** start of SOURCE EXTRACT **
# back to beautiful Lancaster, PA



## NE933 (Jul 7, 2012)

My parents and I had a nice journey using the Pennsylvanian; Amtrak did a great job keeping the power running through a brutal day that hit 100 degrees in places. I prayed the catenary would hold up, and it did. Nice ride. Now it's a week of enjoying vacation; will be doing the Strasburg train, plus Amish and rural stuff like Kitchen Kettle Village, buggy rides, and lots and lots of shopping. At least 5 rail oriented stores with books, magazines, models, and so on.

Incidentally, the weather heat wave broke about 30 min. ago when a fast moving thunder cell put hail and about two inches of rain on the ground in a few minutes. I wanted to see rotation; was in an F1 tornado in Orlando Florida way back in 1982 and it was scary, but want to experience one again; like trains, weather phenomena is powerful and awe inspiring.

Well, am here for a week, so will be checking in now and then. chow for now!!


----------



## the_traveler (Jul 7, 2012)

Enjoy!




I haven't been thru there in 30 years - I bet the Amish "cars" look the same!


----------



## AmtrakBlue (Jul 8, 2012)

If you like Christmas and get a chance, check out this place. Allow at least two hours to walk through at your leasure.

http://www.nationalc...tmascenter.com/


----------



## Shanghai (Jul 9, 2012)

AmtrakBlue said:


> If you're like Christmas and get a chance, check out this place. Allow at least two hours to walk through at your leasure.
> 
> http://www.nationalchristmascenter.com/


We have visited this museum and it was most enjoyable. One could also stop

at Miller's Smorgasboard Restaurant on the way there. It is a very outstanding

eating establishment. The Lancaster area is filled with treats including the

Red Caboose Motel near the Strasburg Railway.


----------



## PA Traveler (Jul 10, 2012)

We are headed out there in a few weeks. The train museum is GREAT!. We aren't going by train, but I know that would be a really nice trip.


----------



## NE933 (Jul 11, 2012)

Thanks for all the nice responses!

Yes, the Amish cars (actually horse and buggies) are the same, and it's great seeing adults as well as kids using scooters of a very simple design (essentially a scate board with a long handle on the front) for basic transportation to places nearby.

Miller's restaurant is the best, and we just came from there.

The Strasburg Railroad/Steam Train is hands down the best I've ridden. I've been to about three others in my life, and this operation has it's stuff down to a science. Beautifully maintained rolling stock, track in good condition, the station atmosphere is lively and positive, and everything works - nothing is broken; if it breaks it gets fixed right then and there.
** end of SOURCE EXTRACT **
• [COMPLETE THE FOLLOWING]
• 1. Summarize the forum thread about Lancaster, PA in two sentences.
• 2. Write what comes next in the forum thread about Lancaster, PA, picking up after its final sentence.
** start of SUPPLIED DATA **
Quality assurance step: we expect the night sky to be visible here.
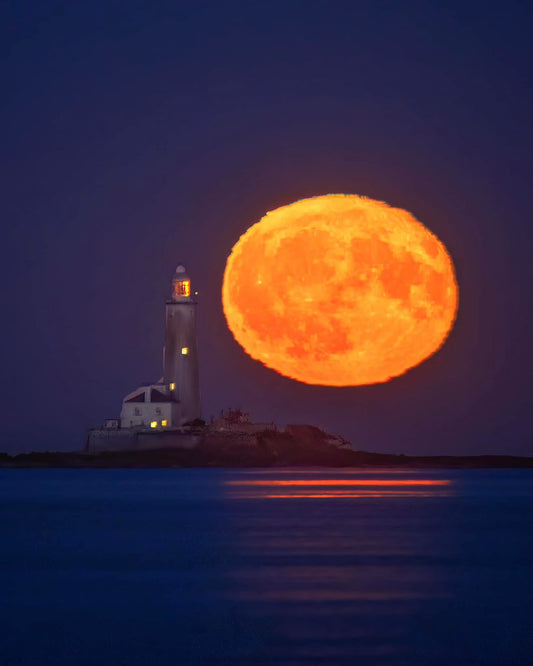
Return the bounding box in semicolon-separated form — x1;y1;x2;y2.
0;0;533;455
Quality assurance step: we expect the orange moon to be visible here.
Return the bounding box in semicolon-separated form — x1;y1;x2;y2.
222;194;458;386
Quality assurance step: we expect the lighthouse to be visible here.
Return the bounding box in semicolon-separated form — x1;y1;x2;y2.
117;264;201;430
163;264;201;423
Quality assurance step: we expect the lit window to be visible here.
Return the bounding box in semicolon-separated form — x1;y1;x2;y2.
174;280;191;296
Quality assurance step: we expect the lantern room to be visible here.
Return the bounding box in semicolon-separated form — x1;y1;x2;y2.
172;264;191;301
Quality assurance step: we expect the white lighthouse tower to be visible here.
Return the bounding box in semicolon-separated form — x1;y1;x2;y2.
163;264;201;423
117;264;202;430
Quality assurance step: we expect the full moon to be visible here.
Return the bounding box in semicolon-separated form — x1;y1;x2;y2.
222;194;458;386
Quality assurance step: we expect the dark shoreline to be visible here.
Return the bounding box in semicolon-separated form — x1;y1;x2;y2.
0;447;533;469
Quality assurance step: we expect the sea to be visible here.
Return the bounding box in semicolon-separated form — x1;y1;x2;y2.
0;468;533;666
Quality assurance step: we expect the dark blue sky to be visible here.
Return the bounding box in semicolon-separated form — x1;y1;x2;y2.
0;0;533;455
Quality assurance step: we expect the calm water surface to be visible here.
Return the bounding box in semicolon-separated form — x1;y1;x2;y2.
0;470;533;666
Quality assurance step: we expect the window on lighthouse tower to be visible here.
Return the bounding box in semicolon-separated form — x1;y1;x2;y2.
174;280;191;297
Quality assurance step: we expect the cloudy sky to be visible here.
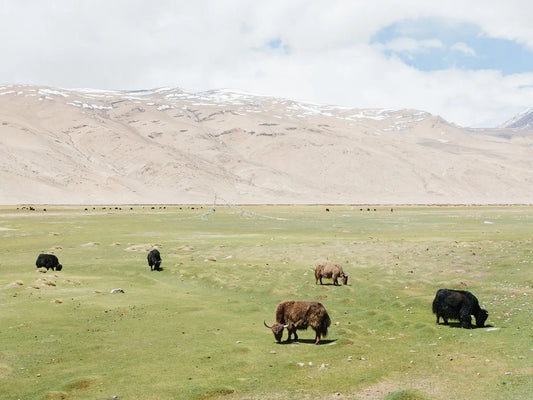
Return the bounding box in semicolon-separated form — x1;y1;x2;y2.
0;0;533;127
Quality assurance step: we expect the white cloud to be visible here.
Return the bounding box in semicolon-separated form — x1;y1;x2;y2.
383;37;444;54
450;42;476;57
0;0;533;126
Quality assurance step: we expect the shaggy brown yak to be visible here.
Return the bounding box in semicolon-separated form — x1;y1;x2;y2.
263;300;331;344
315;262;348;286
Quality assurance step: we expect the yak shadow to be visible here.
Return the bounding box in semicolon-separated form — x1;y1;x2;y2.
278;339;337;346
316;282;344;287
439;321;494;329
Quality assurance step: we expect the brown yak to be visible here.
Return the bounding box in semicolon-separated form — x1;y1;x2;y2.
263;300;331;344
315;262;348;286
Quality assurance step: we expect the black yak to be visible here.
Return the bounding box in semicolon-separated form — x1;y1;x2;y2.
433;289;489;329
315;262;348;286
35;254;63;271
146;249;161;271
263;300;331;344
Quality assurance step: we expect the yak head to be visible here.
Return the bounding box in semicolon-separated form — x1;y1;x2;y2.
263;321;288;343
341;273;348;285
475;309;489;328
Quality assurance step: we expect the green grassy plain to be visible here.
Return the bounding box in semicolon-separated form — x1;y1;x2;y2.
0;206;533;400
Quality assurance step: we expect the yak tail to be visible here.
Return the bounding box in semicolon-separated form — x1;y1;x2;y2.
432;298;439;314
318;312;331;337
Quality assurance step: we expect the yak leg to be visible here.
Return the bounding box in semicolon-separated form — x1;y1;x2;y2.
315;332;320;344
460;314;472;329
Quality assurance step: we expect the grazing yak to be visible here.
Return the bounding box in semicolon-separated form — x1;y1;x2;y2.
315;262;348;286
146;249;161;271
35;254;63;271
433;289;489;329
263;300;331;344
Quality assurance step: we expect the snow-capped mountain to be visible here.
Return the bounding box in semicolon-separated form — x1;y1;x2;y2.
0;85;533;204
502;108;533;129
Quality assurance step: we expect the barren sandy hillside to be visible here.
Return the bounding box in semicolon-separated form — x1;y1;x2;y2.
0;86;533;204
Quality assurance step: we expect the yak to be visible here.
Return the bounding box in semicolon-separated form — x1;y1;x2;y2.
146;249;161;271
35;253;63;271
315;262;348;286
433;289;489;329
263;300;331;344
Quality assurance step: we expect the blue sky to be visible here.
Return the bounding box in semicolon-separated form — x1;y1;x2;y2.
0;0;533;127
371;18;533;76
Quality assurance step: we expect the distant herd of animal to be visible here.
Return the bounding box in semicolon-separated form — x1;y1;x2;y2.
35;253;489;344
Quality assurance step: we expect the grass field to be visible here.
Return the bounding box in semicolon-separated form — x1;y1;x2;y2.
0;206;533;400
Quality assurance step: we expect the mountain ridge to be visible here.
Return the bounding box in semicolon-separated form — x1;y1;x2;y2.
0;85;533;204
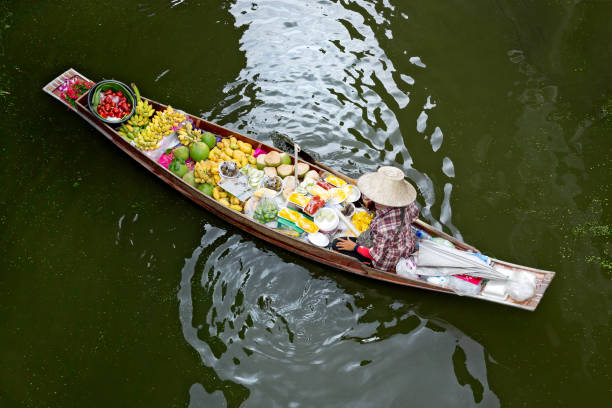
** end of SUPPLIED DATA **
• [RESULTS FOR EACH TASK]
• 1. NE933 rode the Pennsylvanian to Lancaster with their parents on a day that hit 100 degrees and planned a vacation week of the Strasburg train, Amish attractions, and shopping. Other posters suggested the National Christmas Center and Miller's Smorgasboard Restaurant, and NE933 later called Miller's the best and the Strasburg Railroad the best steam train they have ridden.

• 2.
The Railroad Museum is nice but I generally dislike, dare I say hate, rail museums because the trains are not moving, they sit there, dead, never (likely) to go anywhere else like they were built to do. Sorry, but train museums are like train graveyards to me and I feel sad seeing them rusting away. Likewise I also hate seeing abandoned railroad tracks, even little sidings that serve factories, I think of how many important materials they carried to build something or goods for towns and cities, now just buried and forgotten.


----------



## Mikewritesfic (Jul 14, 2012)

NE933 said:


> Thanks for all the nice responses!
> 
> Yes, the Amish cars (actually horse and buggies) are the same, and it's great seeing adults as well as kids using scooters of a very simple design (essentially a scate board with a long handle on the front) for basic transportation to places nearby.
> 
> ...



I lived in Lancaster for about five years and loved it. Took the train from there to DC and NJ quite often so I know the train station and the route in. As far as tourist stuff goes, try and see some things and places off the beaten path. Get up to Lititz, PA if at all possible. It's a fantastic little town with a lot to do and the folks are great. They have a rail crossing and a few cars remodeled nice. Lots to do up there. Have fun!


----------



## PA Traveler (Jul 15, 2012)

NE933 said:


> Thanks for all the nice responses!
> 
> Yes, the Amish cars (actually horse and buggies) are the same, and it's great seeing adults as well as kids using scooters of a very simple design (essentially a scate board with a long handle on the front) for basic transportation to places nearby.
> 
> ...


I don't disagree about the museums. But sometimes many of those trains would just be rusting away some place. I'd rather see them running, too, though.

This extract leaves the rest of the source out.